## OBJECTIVE
Rename every "tap on" in the data below to "click on", changing nothing else. Give the data back without the pictures.

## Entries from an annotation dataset
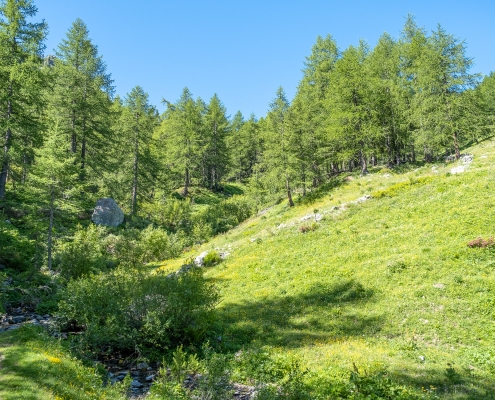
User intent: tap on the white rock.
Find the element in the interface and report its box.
[194,251,208,267]
[450,165,466,175]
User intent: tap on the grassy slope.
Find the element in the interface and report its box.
[0,327,129,400]
[164,142,495,399]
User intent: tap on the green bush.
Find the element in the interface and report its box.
[55,225,106,280]
[0,221,35,271]
[58,266,218,350]
[203,250,222,267]
[139,226,183,262]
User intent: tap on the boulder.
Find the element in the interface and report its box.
[91,198,124,226]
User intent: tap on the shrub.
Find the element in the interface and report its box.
[139,226,183,262]
[299,222,318,233]
[203,250,222,267]
[58,266,218,350]
[468,236,495,248]
[55,225,106,280]
[371,176,433,199]
[0,221,35,271]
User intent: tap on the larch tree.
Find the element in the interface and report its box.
[29,118,77,271]
[202,94,229,189]
[160,88,205,196]
[263,87,296,207]
[116,86,158,215]
[0,0,47,200]
[50,19,114,178]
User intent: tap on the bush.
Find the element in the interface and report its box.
[468,236,495,248]
[58,266,218,350]
[194,196,256,235]
[55,225,106,280]
[203,250,222,267]
[0,221,35,271]
[139,226,183,262]
[371,176,433,199]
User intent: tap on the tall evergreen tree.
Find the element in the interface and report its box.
[263,87,296,207]
[0,0,47,200]
[202,94,229,189]
[29,122,77,270]
[116,86,158,215]
[160,88,205,196]
[51,19,114,176]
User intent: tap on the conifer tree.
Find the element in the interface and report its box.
[30,122,77,270]
[202,94,229,189]
[263,87,296,207]
[115,86,158,215]
[0,0,47,200]
[50,19,114,177]
[160,88,205,196]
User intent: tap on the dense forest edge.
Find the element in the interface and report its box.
[0,0,495,400]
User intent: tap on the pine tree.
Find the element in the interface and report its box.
[50,19,114,177]
[203,94,229,189]
[0,0,47,200]
[115,86,158,215]
[327,42,375,174]
[29,119,77,270]
[160,88,205,196]
[263,87,296,207]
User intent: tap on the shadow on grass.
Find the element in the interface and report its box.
[0,327,116,400]
[218,280,383,349]
[391,365,495,400]
[296,176,350,205]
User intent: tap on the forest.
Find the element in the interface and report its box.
[0,0,495,399]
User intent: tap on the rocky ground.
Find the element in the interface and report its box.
[0,307,255,400]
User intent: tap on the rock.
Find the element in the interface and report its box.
[194,251,208,267]
[131,379,144,388]
[136,362,149,370]
[450,165,466,175]
[91,198,124,226]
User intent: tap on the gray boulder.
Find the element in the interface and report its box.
[91,198,124,226]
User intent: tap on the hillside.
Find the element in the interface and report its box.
[158,141,495,399]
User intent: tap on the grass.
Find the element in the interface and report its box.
[0,327,125,400]
[164,141,495,399]
[0,141,495,400]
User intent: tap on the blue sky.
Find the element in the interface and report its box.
[34,0,495,118]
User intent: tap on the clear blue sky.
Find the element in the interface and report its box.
[34,0,495,118]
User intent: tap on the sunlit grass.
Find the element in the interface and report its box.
[165,141,495,399]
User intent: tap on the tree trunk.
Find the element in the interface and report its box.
[0,86,12,200]
[285,178,294,207]
[47,185,55,271]
[361,150,369,175]
[182,167,189,197]
[452,131,461,160]
[131,114,139,215]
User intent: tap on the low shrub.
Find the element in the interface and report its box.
[371,176,433,199]
[468,236,495,248]
[203,250,222,267]
[58,266,218,351]
[55,225,106,280]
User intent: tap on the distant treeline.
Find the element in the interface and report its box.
[0,0,495,214]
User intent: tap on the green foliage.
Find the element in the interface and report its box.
[55,225,106,280]
[204,250,222,267]
[139,225,183,263]
[194,196,255,234]
[371,176,433,199]
[58,267,218,350]
[0,221,36,271]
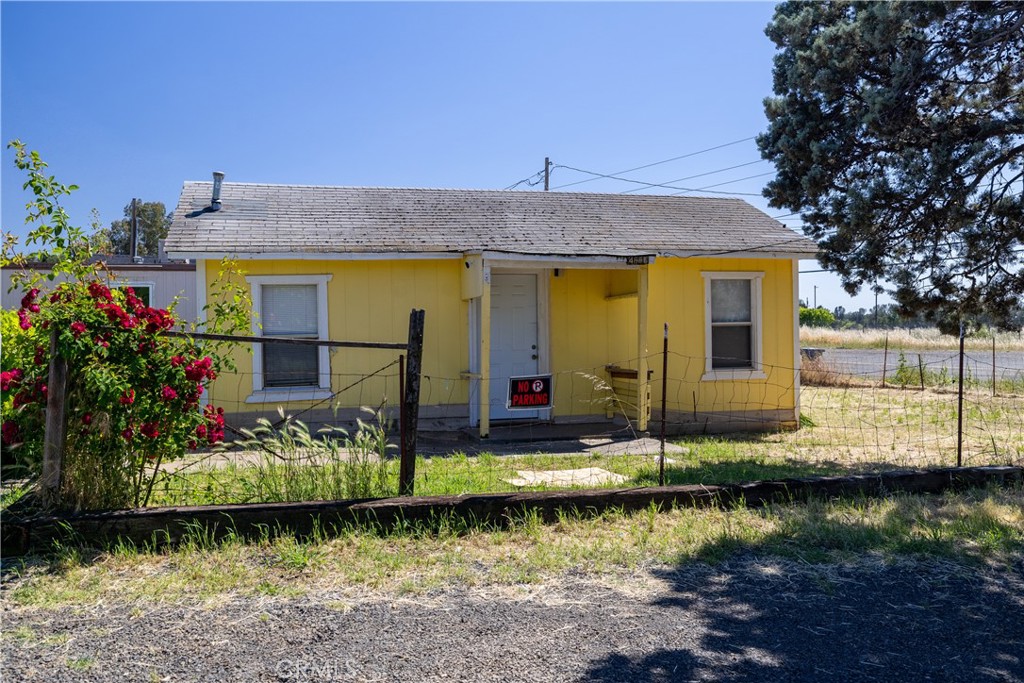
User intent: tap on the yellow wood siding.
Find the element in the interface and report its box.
[207,259,469,412]
[206,258,797,428]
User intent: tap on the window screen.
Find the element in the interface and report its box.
[260,285,319,388]
[711,280,754,368]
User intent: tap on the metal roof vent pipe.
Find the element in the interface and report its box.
[210,171,224,211]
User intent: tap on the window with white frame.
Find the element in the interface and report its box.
[701,272,764,379]
[246,275,331,402]
[111,283,154,306]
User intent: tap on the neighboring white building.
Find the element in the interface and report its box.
[2,250,199,323]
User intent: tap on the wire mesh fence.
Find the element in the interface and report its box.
[154,335,1024,504]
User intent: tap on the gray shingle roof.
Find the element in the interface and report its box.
[166,181,817,258]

## PROBLEM SOLUTION
User intent: click on the white rock.
Find the element in the interface and report its box.
[194,251,208,267]
[450,165,466,175]
User intent: click on the grassy slope.
Find the element in the interface and report its box.
[0,327,129,400]
[164,142,495,399]
User intent: click on the green bush.
Find the element in the interface and report its box.
[55,225,106,280]
[0,221,35,271]
[58,266,218,350]
[203,250,222,267]
[139,226,183,262]
User intent: click on the boulder.
Find the element in the interface and report its box.
[91,198,124,226]
User intent: click on the shrub.
Find the element in the interface and report its box.
[139,226,183,262]
[299,222,318,233]
[203,250,222,267]
[58,266,218,350]
[468,236,495,248]
[55,225,106,280]
[371,176,433,199]
[0,221,35,271]
User intent: click on the larch tree.
Find the element in the interface and report its box.
[29,118,77,271]
[202,94,229,189]
[160,88,205,196]
[263,87,296,207]
[116,86,158,215]
[0,0,47,200]
[50,19,114,178]
User intent: click on the bush.
Find the element in the interface and report its box.
[468,236,495,248]
[58,266,218,350]
[194,196,256,235]
[55,225,106,280]
[203,250,222,267]
[0,221,35,271]
[139,226,183,262]
[371,176,433,199]
User intent: click on the tall evergreen tree.
Find the element in the interface and report its box.
[263,87,296,207]
[0,0,47,200]
[202,94,229,189]
[29,122,77,270]
[116,86,158,215]
[160,88,205,196]
[51,19,114,176]
User intent: click on the conifer tree.
Find the element in the interface and report its box.
[30,122,77,270]
[202,94,229,189]
[263,87,296,207]
[115,86,158,215]
[0,0,47,200]
[50,19,114,177]
[160,88,205,196]
User intent: click on the dense forest edge.
Find the element in the interface and report its box.
[0,0,495,400]
User intent: click on the pine tree.
Find the element in the interface and report its box.
[50,19,114,177]
[203,94,229,189]
[0,0,47,200]
[115,86,158,215]
[327,42,375,174]
[29,119,77,270]
[160,88,205,196]
[263,87,296,207]
User intent: click on the shadow on grass.
Find the element in the interface and report its box.
[0,327,116,400]
[218,280,383,349]
[391,365,495,400]
[296,176,350,205]
User intent: click on the forest.
Find the element in the interface and report its box.
[0,0,495,399]
User intent: click on the rocky ground.
Find the element in the interface and report its box.
[0,307,255,400]
User intent: click on the rock.
Find the element in the interface and report its box.
[194,251,208,267]
[131,379,144,388]
[136,362,149,370]
[450,165,466,175]
[91,198,124,226]
User intent: click on the gray boulder.
Find the element in the interface and report its box.
[91,198,124,226]
User intent: click on the hillside.
Find the element in the interface and report its box.
[158,141,495,399]
User intent: click on the grass.
Find the element in the interface and report its box.
[0,327,125,400]
[164,141,495,399]
[0,141,495,400]
User intent: click on the blue sky.
Find the element in the interface and report its box.
[34,0,495,118]
User intent: click on the clear blue sky.
Find the element in the interface and report its box.
[34,0,495,118]
User intent: click on the sunlit grass.
Find the element in the interface and report its box.
[165,141,495,399]
User intent: click on the tree trunk.
Find the element in the interface and report its box.
[0,86,12,200]
[285,178,294,207]
[47,185,55,271]
[361,150,369,175]
[182,167,189,197]
[452,131,461,160]
[131,114,139,215]
User intent: click on the low shrub.
Find the element in the interface and report its box.
[371,176,433,199]
[468,236,495,248]
[203,250,222,267]
[58,266,218,351]
[55,225,106,280]
User intent: click on the distant treeline.
Find the element in the interface and report its box.
[0,0,495,214]
User intent: click on the green foliage.
Find the element in the interface and report its box.
[55,225,106,280]
[204,250,222,267]
[139,225,183,263]
[194,196,255,234]
[371,176,433,199]
[58,267,218,350]
[0,221,36,271]
User intent: click on the yellow wood siding.
Find the element in the interface and report its box.
[207,259,469,412]
[206,258,797,428]
User intent: click on the window screen.
Find the element in the interface and report its box.
[260,285,319,388]
[711,280,754,368]
User intent: click on the metal roof vent pipe.
Find the element in the interface and report its box.
[210,171,224,211]
User intent: click on the window with white frame.
Find the element in the interface and report its box.
[701,272,764,379]
[246,275,331,402]
[111,283,154,306]
User intent: click on the neighboring white building.
Find the element in the interface and report its box.
[2,250,199,323]
User intent: click on the wire mesh fence.
Find the element in the interface and report its box.
[154,335,1024,504]
User intent: click on the gray shingle roof.
Find the element in the interface and report its box.
[166,181,817,258]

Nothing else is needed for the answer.